抜粋:
********************
説明

光電センサ並びに物体検出及び距離測定方法

【課題】三次元走査を改良したセンサの提供。
【解決手段】光線を発信するための光送信機12と、光線を周期的に偏向させるために回転軸28を中心として回転可能な偏向ユニット16と、回転軸28に対して横向きの旋回軸を中心として偏向ユニット16を旋回させるための旋回装置と、監視領域で拡散反射又は直反射される光線から受信信号を生成するための光受信機24と、受信信号を参照して監視領域の物体を検出するために構成された評価ユニット26とを有する光電センサ、特にレーザスキャナが記載されている。旋回装置は、偏向ユニット16と結合され、回転軸28に沿った並進運動が偏向ユニット16の旋回運動を引き起こす昇降軸部材36を有している。

【発明の詳細な説明】
【技術分野】
【0001】
本発明は、請求項1又は15のプレアンブルに記載された、光電センサ並びに物体検出及び距離測定方法に関する。
********************
提供資料:
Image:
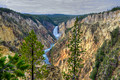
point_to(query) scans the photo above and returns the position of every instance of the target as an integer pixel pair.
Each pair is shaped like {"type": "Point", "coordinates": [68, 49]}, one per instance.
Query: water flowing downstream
{"type": "Point", "coordinates": [57, 35]}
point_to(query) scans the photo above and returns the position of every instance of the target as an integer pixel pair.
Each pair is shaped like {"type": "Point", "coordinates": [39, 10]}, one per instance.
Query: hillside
{"type": "Point", "coordinates": [15, 26]}
{"type": "Point", "coordinates": [97, 28]}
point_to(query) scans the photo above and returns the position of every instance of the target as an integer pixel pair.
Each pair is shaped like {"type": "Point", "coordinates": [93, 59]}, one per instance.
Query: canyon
{"type": "Point", "coordinates": [96, 29]}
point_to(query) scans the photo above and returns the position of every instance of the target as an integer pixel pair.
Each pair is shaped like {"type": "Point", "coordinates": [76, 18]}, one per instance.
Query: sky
{"type": "Point", "coordinates": [73, 7]}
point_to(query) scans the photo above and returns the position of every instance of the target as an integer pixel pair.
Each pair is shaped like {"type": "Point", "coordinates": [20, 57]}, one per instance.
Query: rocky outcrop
{"type": "Point", "coordinates": [14, 27]}
{"type": "Point", "coordinates": [96, 29]}
{"type": "Point", "coordinates": [65, 25]}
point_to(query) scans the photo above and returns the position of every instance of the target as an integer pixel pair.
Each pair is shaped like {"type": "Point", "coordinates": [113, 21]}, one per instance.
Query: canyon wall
{"type": "Point", "coordinates": [14, 27]}
{"type": "Point", "coordinates": [96, 29]}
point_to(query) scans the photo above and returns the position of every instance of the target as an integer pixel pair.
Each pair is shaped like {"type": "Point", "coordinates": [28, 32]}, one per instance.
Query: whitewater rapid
{"type": "Point", "coordinates": [57, 35]}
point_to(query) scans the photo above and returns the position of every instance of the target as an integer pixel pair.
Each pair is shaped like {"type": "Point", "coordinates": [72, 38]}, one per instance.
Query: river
{"type": "Point", "coordinates": [57, 35]}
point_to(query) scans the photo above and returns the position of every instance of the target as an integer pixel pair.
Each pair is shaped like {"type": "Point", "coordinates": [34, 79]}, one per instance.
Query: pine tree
{"type": "Point", "coordinates": [32, 50]}
{"type": "Point", "coordinates": [13, 68]}
{"type": "Point", "coordinates": [74, 60]}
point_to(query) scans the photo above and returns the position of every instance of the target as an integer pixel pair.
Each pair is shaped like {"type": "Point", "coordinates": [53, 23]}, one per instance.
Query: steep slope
{"type": "Point", "coordinates": [96, 29]}
{"type": "Point", "coordinates": [15, 26]}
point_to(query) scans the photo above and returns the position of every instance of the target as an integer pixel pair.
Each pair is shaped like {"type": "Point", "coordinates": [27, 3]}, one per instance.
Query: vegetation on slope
********************
指示文 1: 抜粋によると、旋回装置が有し、回転軸28に沿った並進運動によって偏向ユニット16の旋回運動を引き起こす部材は何か。
指示文 2: 一覧の中から、文字列「slope」を含む行をすべて示しなさい。

最終結果 1: 昇降軸部材36

最終結果 2:
Query: steep slope
Query: vegetation on slope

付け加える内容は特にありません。